**DATA IN THIS EXERCISE:**
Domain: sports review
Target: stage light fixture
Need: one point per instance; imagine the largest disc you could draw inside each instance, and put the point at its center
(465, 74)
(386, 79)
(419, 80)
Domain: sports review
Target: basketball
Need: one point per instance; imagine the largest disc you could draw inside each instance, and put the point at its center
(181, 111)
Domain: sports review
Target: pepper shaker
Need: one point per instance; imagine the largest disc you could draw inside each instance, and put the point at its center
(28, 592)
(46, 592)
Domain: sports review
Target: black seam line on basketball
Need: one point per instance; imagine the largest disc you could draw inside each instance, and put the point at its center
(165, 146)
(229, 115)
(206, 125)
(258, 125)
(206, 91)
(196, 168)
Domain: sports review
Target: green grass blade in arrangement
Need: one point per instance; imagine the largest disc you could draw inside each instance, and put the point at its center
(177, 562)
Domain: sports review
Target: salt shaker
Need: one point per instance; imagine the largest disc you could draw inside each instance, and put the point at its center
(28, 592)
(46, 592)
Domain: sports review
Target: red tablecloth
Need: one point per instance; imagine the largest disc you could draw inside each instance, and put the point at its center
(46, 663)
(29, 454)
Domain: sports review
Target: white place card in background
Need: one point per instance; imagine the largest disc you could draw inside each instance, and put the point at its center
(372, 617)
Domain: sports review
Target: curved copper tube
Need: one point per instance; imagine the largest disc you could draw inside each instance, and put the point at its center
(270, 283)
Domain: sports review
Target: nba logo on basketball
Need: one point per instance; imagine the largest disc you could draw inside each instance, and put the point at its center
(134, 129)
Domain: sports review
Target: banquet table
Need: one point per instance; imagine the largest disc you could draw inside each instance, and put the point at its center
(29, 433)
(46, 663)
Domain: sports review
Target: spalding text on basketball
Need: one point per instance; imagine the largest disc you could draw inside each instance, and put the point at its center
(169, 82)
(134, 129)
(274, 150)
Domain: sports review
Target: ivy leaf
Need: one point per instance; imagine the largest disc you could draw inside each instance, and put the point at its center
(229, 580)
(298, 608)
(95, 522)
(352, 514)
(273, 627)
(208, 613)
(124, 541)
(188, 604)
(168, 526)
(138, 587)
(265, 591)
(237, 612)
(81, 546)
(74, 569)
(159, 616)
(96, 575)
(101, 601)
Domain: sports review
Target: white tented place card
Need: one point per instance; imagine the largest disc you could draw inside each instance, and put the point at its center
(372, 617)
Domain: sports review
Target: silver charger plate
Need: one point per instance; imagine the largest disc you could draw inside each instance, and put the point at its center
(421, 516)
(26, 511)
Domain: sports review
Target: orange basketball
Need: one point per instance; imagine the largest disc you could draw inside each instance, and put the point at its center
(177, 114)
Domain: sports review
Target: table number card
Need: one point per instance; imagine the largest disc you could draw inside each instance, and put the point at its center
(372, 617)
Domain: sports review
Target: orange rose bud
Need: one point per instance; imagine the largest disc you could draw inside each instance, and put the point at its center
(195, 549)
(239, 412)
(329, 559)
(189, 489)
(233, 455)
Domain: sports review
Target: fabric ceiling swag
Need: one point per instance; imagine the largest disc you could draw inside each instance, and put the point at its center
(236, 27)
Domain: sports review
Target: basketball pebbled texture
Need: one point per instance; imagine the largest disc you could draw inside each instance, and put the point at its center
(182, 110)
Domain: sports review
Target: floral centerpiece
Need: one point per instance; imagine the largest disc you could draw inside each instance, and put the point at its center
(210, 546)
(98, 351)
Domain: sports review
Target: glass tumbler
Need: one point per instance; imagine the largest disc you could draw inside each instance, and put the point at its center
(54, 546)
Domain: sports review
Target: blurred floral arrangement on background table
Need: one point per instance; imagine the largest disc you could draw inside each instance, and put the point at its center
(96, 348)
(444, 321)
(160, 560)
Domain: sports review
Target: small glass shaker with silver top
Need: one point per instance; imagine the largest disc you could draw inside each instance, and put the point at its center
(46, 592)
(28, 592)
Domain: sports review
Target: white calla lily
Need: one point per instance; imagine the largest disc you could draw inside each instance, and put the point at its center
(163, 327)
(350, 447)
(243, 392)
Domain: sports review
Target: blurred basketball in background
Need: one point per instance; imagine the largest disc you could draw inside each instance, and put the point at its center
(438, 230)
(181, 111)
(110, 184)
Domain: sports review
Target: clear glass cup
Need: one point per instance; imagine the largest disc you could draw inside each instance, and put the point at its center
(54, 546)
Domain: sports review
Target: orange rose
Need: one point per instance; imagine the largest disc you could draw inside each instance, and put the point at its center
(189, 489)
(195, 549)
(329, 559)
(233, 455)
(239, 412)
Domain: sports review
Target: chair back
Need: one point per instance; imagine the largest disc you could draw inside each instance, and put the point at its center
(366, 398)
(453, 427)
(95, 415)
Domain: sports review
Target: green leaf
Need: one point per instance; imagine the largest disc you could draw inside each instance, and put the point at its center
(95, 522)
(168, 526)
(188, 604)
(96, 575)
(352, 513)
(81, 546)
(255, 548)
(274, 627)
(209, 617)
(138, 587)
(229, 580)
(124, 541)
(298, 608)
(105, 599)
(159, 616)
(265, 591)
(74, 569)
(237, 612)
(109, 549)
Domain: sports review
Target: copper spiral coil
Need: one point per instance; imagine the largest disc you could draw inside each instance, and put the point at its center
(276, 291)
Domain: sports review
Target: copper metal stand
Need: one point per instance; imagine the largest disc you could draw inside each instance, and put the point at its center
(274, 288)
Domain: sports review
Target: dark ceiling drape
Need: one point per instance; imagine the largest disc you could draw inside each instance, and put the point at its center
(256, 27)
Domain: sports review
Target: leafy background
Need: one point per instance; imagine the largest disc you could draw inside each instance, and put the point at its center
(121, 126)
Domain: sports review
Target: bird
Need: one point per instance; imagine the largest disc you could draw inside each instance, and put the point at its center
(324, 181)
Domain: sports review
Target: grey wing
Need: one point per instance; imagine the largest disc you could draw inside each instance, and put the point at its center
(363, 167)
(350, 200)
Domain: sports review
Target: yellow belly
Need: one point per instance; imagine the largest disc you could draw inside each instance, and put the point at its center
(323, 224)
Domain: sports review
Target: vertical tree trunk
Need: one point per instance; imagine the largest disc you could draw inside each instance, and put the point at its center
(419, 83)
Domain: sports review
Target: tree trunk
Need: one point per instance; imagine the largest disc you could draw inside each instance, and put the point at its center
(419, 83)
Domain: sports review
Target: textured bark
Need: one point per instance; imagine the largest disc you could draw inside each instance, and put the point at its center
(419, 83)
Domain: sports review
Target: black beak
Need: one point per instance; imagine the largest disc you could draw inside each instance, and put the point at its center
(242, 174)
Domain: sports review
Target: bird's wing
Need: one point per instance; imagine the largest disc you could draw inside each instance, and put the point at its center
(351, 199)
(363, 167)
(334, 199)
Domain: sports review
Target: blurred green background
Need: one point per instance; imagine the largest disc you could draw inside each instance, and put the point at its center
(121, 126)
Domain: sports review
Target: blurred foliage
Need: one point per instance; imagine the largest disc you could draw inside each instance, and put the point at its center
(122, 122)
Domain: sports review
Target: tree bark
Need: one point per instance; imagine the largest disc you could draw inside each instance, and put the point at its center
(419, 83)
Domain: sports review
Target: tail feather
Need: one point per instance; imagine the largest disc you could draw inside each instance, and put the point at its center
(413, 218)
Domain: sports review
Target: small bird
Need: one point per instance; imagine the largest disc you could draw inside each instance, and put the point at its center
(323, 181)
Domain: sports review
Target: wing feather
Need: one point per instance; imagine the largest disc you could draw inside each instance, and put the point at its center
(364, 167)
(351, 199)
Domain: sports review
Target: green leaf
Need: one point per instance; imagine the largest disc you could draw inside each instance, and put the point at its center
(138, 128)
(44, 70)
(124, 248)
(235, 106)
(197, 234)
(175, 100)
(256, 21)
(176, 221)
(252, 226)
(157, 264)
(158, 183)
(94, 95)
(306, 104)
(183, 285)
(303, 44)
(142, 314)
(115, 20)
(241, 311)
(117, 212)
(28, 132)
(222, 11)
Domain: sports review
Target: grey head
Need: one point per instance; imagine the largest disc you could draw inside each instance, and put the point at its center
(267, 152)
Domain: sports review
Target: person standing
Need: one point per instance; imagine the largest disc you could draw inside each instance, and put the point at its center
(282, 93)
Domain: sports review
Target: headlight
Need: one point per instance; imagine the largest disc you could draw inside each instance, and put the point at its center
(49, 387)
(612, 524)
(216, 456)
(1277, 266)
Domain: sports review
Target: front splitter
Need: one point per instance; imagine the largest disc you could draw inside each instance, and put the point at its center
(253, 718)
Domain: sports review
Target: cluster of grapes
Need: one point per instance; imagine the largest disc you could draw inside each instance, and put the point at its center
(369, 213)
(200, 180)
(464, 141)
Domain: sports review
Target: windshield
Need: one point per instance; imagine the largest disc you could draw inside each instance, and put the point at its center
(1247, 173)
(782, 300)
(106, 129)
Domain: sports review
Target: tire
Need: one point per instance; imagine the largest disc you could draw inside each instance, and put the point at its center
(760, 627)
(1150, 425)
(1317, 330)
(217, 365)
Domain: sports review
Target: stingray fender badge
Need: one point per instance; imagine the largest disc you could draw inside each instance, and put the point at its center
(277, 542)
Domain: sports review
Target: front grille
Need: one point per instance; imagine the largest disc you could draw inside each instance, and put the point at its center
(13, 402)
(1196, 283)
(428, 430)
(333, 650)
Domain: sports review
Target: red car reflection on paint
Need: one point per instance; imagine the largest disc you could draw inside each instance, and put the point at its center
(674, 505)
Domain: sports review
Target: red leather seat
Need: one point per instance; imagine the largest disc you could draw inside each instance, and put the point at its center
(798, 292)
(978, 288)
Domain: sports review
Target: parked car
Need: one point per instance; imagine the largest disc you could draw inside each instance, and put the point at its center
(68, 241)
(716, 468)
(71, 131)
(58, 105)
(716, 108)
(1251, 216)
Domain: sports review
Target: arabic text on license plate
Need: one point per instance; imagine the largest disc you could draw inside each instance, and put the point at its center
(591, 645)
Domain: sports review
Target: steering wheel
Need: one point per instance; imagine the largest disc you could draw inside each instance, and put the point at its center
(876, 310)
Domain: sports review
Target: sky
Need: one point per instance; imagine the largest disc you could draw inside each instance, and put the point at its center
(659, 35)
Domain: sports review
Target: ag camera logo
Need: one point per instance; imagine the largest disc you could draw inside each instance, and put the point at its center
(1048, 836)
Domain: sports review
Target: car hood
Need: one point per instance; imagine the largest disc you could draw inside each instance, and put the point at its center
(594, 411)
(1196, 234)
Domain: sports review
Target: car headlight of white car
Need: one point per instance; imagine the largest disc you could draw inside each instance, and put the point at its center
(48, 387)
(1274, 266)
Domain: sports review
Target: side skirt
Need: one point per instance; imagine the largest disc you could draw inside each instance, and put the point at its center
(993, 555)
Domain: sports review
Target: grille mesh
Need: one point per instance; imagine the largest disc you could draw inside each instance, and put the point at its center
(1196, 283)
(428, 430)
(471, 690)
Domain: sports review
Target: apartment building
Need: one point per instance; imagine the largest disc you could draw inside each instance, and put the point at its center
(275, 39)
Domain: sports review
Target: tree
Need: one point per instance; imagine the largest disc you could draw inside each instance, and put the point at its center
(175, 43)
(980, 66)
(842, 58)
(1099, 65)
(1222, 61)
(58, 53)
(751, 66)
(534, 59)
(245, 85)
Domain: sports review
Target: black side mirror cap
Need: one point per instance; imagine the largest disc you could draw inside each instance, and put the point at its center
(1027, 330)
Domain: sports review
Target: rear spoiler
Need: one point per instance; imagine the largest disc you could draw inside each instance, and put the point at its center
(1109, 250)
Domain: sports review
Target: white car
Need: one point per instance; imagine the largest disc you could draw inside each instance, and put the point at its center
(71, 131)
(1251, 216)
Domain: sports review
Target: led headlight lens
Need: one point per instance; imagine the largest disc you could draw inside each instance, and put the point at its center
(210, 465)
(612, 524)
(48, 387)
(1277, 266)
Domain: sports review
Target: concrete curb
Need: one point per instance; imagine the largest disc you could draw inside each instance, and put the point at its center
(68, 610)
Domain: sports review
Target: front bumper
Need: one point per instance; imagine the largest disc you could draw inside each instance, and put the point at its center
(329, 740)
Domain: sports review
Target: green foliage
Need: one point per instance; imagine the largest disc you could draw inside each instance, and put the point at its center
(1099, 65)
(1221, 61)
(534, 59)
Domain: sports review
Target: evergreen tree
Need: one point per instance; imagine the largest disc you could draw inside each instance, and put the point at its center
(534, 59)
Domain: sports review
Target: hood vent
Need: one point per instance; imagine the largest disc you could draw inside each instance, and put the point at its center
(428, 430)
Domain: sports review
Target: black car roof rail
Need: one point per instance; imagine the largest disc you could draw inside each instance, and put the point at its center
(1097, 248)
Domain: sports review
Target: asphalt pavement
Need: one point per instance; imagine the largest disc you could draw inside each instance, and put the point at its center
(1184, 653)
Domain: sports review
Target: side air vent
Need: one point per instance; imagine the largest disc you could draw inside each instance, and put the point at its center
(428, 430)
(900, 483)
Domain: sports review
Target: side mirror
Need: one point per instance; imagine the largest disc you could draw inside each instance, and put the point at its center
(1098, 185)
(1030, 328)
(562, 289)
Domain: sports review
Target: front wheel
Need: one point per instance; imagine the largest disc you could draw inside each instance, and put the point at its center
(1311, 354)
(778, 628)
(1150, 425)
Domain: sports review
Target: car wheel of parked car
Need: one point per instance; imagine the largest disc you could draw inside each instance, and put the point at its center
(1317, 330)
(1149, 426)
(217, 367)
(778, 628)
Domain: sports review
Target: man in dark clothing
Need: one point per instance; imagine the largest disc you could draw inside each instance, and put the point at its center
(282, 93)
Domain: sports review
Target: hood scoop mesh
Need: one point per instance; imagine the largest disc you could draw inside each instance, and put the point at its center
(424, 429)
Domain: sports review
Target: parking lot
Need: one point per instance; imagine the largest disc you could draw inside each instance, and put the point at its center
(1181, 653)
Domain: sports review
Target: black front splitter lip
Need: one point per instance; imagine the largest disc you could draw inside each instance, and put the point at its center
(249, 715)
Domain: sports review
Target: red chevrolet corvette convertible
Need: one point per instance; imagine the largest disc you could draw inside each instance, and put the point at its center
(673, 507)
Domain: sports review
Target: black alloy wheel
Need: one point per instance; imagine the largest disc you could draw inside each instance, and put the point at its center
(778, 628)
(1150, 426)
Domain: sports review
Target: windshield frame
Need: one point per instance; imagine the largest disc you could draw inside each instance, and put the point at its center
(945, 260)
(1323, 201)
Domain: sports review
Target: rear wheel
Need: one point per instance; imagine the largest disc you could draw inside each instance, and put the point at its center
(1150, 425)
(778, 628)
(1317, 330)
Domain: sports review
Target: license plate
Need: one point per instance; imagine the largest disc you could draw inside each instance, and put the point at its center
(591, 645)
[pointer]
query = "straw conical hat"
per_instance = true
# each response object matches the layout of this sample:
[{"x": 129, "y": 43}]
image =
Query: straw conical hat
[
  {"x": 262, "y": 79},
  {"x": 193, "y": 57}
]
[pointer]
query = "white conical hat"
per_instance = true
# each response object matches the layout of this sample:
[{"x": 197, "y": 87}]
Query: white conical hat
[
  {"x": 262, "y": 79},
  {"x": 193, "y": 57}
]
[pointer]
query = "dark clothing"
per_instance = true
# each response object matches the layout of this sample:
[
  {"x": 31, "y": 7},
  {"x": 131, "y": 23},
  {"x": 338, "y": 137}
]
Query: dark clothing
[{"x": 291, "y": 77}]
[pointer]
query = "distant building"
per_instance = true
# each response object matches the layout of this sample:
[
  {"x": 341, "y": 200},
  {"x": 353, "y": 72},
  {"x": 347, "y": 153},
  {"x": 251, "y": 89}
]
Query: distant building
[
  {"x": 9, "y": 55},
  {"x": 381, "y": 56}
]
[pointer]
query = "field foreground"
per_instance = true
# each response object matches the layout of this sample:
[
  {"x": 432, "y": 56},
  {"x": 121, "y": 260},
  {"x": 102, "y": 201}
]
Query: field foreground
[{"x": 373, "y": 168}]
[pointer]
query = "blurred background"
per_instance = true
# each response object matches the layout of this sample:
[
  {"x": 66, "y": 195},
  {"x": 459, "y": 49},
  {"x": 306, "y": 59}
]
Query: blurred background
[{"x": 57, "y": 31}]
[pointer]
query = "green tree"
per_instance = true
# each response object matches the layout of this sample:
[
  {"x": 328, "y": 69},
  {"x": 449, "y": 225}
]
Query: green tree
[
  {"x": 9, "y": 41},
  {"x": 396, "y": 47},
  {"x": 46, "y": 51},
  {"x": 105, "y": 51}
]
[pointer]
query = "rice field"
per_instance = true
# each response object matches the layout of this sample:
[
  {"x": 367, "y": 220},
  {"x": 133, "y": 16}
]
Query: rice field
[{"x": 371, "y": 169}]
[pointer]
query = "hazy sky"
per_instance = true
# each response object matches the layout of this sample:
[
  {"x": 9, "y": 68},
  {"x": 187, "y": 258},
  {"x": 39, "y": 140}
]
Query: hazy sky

**EXERCISE OBJECTIVE:** What you return should be the lines from the start of the data through the line with "Target: nba logo on basketball", quoted exactly and nothing more.

**TASK RESPONSE:**
Domain: sports review
Target: stage light fixture
Need: one point per instance; imagine the largest disc you could draw inside each instance, and put the point at its center
(465, 74)
(386, 79)
(419, 80)
Domain: sports review
Target: basketball
Need: one point per instance; imagine the largest disc you could draw inside each instance, and put the point at its center
(181, 111)
Domain: sports review
Target: pepper shaker
Need: one point per instance; imagine the largest disc you could draw inside each instance, and put the point at its center
(28, 592)
(46, 592)
Domain: sports review
Target: black seam line on basketball
Need: one point per instance; imagine the largest disc you could draw inside each instance, and put the point at its center
(165, 146)
(229, 115)
(206, 125)
(258, 125)
(206, 91)
(196, 168)
Domain: sports review
Target: green grass blade in arrangement
Need: one point per instance; imagine the largest disc you could draw inside each instance, and put the point at its center
(177, 562)
Domain: sports review
Target: salt shaker
Need: one point per instance; imagine the largest disc you could draw inside each instance, and put the point at its center
(28, 592)
(46, 592)
Domain: sports review
Target: red tablecloth
Need: one point per instance; imagine the largest disc you could draw inside each instance, and put the point at its center
(46, 663)
(29, 454)
Domain: sports review
Target: white place card in background
Need: one point per instance; imagine the largest disc you could draw inside each instance, and put the point at its center
(372, 617)
Domain: sports review
Target: curved copper tube
Need: one point per instance; imagine the largest disc you could draw inside each instance, and put the point at its center
(270, 283)
Domain: sports review
Target: nba logo on basketball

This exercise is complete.